#### Your task:
Report the count of lines containing the word "query" in these records, with no other text.

*** Data excerpts Section Begins ***

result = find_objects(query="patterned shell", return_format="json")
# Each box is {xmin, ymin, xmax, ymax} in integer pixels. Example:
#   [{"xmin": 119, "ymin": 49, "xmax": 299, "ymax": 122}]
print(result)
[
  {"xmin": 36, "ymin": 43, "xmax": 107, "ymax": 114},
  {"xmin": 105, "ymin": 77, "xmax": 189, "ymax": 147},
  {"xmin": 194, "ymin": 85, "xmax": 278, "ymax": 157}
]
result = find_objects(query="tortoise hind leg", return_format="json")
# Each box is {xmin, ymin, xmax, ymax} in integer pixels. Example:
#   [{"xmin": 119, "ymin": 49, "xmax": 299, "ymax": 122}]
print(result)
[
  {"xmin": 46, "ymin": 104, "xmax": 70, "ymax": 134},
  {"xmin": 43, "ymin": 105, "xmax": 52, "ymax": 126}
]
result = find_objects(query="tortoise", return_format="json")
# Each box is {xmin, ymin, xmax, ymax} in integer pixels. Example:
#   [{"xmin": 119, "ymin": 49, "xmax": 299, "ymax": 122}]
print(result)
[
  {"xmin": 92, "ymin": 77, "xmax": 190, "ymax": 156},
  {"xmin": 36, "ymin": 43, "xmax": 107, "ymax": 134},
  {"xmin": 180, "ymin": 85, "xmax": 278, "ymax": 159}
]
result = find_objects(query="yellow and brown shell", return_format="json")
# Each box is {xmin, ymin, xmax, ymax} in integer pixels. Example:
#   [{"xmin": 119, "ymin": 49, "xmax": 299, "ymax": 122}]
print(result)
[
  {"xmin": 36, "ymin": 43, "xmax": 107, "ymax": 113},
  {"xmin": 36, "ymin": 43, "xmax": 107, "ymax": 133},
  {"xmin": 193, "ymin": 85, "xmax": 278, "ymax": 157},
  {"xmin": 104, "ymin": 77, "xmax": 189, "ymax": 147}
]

*** Data excerpts Section Ends ***

#### Written response:
4